Problem to solve:
From the line with "Query: man in dark coat" through the line with "Guideline: one keypoint for each instance of the umbrella", inclusive, return each line of the data below exactly and leave the rest out.
Records for the task section start
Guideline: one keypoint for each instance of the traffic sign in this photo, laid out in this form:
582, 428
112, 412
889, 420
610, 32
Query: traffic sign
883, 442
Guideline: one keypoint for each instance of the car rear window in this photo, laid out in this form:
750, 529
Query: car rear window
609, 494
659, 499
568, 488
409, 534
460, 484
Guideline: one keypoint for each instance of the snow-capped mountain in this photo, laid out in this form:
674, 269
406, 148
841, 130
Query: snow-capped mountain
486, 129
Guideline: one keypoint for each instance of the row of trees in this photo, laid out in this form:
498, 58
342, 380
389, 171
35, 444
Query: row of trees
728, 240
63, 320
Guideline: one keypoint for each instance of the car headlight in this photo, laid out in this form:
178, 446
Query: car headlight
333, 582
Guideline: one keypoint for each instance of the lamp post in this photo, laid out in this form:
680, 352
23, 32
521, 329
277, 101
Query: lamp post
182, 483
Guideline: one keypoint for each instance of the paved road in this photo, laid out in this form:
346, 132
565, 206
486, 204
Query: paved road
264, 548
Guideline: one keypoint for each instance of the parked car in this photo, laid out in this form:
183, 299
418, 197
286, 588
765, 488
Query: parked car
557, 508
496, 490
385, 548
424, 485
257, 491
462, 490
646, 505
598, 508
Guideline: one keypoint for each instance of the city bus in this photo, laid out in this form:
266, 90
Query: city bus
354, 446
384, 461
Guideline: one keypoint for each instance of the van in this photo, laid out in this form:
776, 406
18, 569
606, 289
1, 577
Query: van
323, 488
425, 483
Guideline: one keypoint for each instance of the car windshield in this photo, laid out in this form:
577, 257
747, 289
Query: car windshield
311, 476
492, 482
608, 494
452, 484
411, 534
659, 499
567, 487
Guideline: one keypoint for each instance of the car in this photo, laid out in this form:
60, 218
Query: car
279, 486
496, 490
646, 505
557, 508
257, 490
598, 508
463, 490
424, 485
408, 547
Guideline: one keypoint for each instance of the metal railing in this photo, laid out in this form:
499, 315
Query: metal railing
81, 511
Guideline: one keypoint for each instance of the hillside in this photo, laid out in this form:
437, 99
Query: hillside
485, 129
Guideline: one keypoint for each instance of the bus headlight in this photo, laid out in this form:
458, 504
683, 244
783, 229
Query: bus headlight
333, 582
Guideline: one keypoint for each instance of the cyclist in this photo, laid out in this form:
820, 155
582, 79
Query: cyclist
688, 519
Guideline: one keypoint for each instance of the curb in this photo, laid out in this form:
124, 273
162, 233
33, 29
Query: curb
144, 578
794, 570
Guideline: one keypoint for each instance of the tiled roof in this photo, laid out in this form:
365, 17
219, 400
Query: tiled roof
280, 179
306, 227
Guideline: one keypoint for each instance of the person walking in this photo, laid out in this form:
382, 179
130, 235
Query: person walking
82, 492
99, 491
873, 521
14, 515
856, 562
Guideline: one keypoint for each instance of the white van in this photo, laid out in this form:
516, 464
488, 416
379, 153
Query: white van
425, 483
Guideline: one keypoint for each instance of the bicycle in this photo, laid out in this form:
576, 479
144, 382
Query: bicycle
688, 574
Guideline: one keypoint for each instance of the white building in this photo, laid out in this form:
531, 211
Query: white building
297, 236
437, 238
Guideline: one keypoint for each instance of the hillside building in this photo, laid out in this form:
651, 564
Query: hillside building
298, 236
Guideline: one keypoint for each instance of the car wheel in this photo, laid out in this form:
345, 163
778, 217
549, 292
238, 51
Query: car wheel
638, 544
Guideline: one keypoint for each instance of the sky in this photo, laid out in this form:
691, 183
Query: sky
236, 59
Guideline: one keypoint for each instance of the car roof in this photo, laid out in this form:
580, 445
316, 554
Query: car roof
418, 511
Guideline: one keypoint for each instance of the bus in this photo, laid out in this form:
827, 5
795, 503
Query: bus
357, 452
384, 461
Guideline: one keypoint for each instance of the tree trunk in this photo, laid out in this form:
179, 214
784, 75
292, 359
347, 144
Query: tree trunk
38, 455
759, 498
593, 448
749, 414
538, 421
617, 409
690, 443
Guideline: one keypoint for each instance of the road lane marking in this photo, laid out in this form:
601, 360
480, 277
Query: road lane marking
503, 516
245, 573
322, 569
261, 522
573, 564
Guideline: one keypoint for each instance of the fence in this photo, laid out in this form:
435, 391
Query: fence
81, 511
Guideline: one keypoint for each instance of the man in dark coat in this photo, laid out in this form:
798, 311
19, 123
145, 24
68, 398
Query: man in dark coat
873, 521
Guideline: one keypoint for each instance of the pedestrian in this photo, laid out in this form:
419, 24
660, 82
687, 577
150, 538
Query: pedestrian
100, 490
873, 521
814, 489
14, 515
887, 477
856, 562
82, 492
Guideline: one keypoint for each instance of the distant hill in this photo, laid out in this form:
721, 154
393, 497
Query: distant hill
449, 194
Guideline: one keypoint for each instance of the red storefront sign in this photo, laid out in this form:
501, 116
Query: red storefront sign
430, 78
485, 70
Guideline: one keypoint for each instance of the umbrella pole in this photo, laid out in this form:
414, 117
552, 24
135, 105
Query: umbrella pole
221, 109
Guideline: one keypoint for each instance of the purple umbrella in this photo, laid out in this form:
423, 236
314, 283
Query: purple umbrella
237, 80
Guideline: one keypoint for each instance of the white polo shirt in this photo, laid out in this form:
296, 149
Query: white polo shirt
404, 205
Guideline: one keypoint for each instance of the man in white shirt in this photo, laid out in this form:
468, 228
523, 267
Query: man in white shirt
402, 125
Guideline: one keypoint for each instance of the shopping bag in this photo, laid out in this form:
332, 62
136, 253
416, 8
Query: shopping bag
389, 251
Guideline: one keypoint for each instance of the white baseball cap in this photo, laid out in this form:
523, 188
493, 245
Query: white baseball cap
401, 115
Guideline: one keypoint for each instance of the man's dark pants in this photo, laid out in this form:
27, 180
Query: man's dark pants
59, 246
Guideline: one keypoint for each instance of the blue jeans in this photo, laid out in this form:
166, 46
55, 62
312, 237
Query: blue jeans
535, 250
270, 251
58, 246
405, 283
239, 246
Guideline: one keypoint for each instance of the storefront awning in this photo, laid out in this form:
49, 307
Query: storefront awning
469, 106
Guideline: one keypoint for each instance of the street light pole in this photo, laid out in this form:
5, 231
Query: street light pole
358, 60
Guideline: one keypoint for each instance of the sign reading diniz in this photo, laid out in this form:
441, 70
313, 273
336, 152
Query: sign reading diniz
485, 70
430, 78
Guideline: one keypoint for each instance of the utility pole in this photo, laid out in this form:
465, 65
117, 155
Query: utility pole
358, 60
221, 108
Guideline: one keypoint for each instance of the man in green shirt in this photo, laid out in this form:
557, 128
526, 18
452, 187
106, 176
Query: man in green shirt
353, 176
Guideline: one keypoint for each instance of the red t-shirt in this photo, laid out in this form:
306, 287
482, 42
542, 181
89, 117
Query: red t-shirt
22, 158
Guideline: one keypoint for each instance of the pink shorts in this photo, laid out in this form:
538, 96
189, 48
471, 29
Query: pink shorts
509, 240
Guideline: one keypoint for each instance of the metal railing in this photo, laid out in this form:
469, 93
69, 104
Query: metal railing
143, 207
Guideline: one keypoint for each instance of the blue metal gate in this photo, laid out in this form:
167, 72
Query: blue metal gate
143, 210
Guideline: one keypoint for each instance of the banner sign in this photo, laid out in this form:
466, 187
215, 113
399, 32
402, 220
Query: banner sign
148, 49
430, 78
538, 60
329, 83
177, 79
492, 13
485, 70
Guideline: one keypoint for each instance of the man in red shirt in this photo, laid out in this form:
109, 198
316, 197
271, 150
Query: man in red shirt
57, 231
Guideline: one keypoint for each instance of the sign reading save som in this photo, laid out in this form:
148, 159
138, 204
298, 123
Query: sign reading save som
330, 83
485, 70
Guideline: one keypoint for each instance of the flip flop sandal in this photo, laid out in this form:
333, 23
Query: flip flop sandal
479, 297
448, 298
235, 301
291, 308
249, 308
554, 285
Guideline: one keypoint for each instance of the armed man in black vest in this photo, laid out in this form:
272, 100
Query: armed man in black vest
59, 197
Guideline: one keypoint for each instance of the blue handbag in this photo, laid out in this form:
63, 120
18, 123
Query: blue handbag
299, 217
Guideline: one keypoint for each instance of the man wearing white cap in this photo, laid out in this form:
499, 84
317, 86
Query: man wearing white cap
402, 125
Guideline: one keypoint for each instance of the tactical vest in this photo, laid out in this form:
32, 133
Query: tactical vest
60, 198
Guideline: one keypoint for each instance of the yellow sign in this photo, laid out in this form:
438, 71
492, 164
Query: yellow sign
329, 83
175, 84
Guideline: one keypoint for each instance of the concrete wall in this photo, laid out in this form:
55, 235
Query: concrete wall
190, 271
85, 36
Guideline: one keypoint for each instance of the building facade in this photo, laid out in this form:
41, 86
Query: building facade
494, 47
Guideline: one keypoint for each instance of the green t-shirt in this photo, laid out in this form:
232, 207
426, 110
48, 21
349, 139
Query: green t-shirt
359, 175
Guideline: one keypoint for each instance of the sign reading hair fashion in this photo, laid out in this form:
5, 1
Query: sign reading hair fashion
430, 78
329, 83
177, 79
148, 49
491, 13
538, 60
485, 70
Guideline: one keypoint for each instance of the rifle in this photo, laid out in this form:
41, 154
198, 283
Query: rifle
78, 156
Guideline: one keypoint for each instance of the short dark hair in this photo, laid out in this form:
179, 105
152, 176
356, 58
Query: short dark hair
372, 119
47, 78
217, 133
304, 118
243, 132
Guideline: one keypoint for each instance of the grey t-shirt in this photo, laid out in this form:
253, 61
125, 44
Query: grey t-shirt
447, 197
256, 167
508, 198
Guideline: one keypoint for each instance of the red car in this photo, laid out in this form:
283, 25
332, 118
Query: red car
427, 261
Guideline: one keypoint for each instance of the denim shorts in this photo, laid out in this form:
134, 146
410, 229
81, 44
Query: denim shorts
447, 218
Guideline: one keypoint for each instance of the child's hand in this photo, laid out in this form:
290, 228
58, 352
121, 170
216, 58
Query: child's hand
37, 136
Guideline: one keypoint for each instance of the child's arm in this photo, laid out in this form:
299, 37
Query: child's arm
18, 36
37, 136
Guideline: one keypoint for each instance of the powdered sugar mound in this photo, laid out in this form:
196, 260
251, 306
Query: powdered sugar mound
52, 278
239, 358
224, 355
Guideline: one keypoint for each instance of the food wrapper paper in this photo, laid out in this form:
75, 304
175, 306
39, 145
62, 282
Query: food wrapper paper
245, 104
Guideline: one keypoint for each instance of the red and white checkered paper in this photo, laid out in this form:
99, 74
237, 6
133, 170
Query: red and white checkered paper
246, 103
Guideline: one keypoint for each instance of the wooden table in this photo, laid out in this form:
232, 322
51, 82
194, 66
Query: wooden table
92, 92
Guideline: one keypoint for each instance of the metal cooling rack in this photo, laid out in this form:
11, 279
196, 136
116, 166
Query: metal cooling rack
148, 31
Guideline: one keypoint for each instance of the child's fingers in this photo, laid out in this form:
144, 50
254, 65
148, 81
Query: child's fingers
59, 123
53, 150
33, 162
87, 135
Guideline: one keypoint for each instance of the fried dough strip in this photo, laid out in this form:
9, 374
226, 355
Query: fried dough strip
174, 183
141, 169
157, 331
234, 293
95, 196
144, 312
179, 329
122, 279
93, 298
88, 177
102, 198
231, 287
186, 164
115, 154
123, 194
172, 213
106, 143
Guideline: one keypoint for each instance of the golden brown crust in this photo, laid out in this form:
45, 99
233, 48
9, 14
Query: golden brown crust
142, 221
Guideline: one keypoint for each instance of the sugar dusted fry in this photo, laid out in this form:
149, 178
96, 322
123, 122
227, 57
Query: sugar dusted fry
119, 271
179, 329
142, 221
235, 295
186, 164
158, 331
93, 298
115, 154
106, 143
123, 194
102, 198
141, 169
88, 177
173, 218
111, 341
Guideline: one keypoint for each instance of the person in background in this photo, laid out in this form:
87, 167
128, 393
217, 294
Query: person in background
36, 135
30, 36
Records for the task section end
Written reply:
Query: man in dark coat
873, 521
Guideline: one keypoint for each instance of the pedestrian in this photo, laid out in this form:
419, 24
660, 82
687, 577
150, 538
Query: pedestrian
100, 490
873, 521
814, 489
14, 515
887, 477
856, 562
82, 492
Guideline: one keypoint for each instance of the distant hill in this photo, laid out in this form:
721, 154
393, 497
Query: distant hill
449, 194
Guideline: one keypoint for each instance of the red storefront sign in this photo, laid out in this form:
501, 116
Query: red storefront sign
430, 78
485, 70
Guideline: one keypoint for each instance of the umbrella pole in this photo, laid out in this form:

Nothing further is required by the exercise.